*Görevler*.
• A. Aşağıdaki ifadelerin sayfa alıntısıyla uyuşup uyuşmadığını evet ya da hayır ile belirtin ve her yanıtı destekleyen sözcükleri metinden aynen aktarın. (i) Takvim gazetesi fotoğrafları ilk sayfada "Yüz Karası" manşetiyle yayımladı. (ii) Yazar, fotoğraftaki masada içki kadehi gördüğünü söylüyor. (iii) Orta sayfadaki alt manşet "Kara Vicdanlılar" idi.
• B. Sayfa alıntısına göre fotoğrafları yayımlayan Takvim gazetesi sayısı hangi tarihliydi?

*Sayfa alıntısı*.
+++++

6 Kasım 2014 Perşembe

FATURA MÜFETTİŞLERE KESİLDİ


03.Kasım.2014 tarihli TAKVİM gazetesi, iki İş Müfettişinin maden sahipleriyle beraber çekilen fotoğraflarını 1. sayfadan "Yüz Karası" manşeti ile verdi.
Aynı Fotoğraf orta sayfada ise "Kara Vicdanlılar" manşeti ve "Zehir Zıkım Olsun" alt manşeti ile verildi.
Haber ise şöyle; "Denetçiler gelmeden patronların haberi oluyordu. Patronlar onları lüks araçlarla alıp otele götürüyorlar, her türlü ihtiyaçlarını karşılayıp akşamda içki masalarını kuruyorlardı. Sonra da göstermelik olarak ocağa geliyorlardı" 
Bir fotoğraftan hareketle, bu kadar acımasız manşetleri atmak ne kadar gazetecilikle bağdaşır, tartışılması gereken bir konu.
Ayrıca;
"İçki Masası" deniyor, ben masada içki kadehi göremedim.
Karaman veya Ermenek'teki "Lüks Otel"ler, Müfettişlerin kendilerine fatura karşılığı ödenen "konaklama ücreti" ile çok rahat kalabilecekleri oteller...

+++++

*Veri Kümesi Alıntıları*.
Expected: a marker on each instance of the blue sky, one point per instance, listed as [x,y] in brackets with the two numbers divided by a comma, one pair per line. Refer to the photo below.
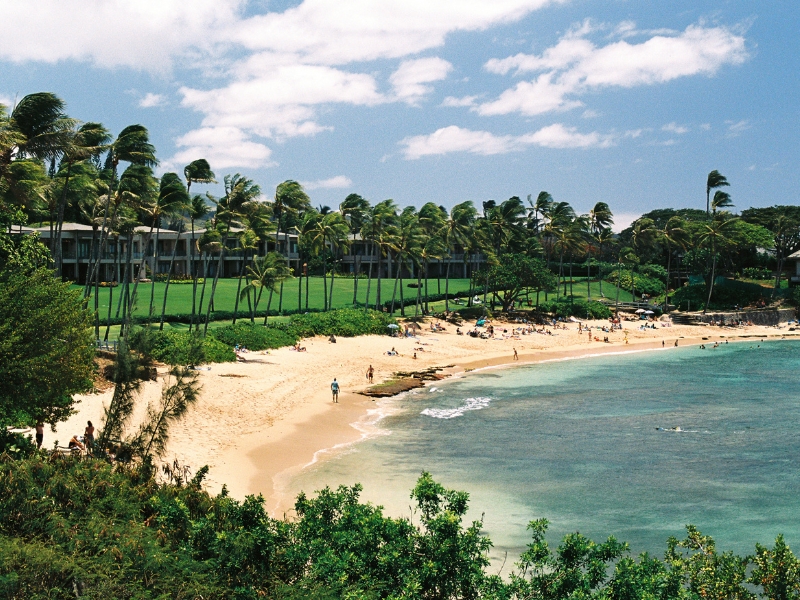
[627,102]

+++++

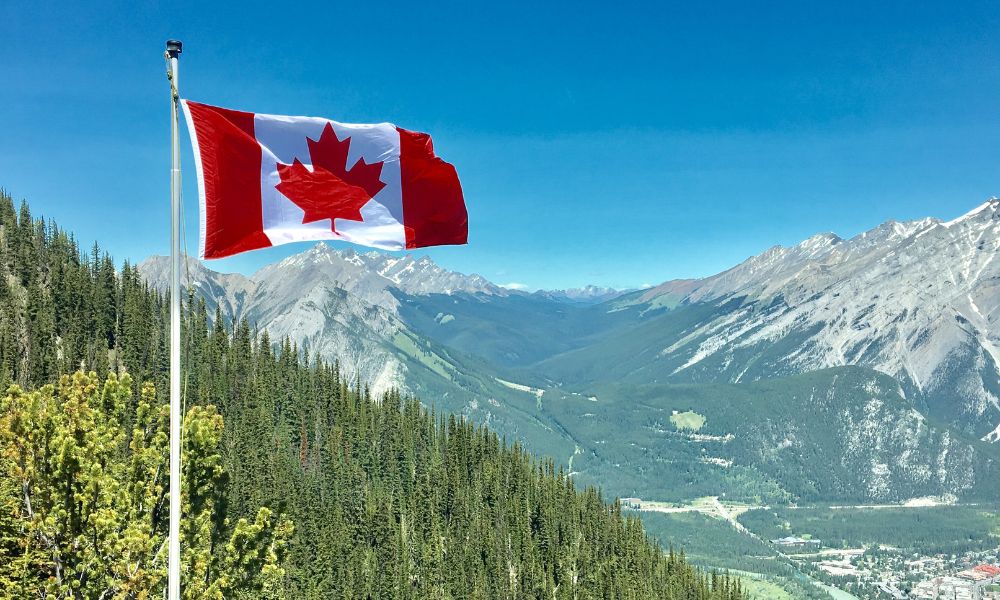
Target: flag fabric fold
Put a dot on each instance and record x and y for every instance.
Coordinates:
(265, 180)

+++++

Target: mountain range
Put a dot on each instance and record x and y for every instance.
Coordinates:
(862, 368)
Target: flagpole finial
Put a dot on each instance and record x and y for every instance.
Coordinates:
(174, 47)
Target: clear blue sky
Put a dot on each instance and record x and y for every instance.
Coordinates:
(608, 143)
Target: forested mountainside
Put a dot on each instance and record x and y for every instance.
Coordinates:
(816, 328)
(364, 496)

+++++

*Çözümler*.
• A.
(i) Evet: “1. sayfadan "Yüz Karası" manşeti ile verdi”
(ii) Hayır: “ben masada içki kadehi göremedim”
(iii) Hayır: “"Kara Vicdanlılar" manşeti ve "Zehir Zıkım Olsun" alt manşeti ile verildi”

• B. 03.Kasım.2014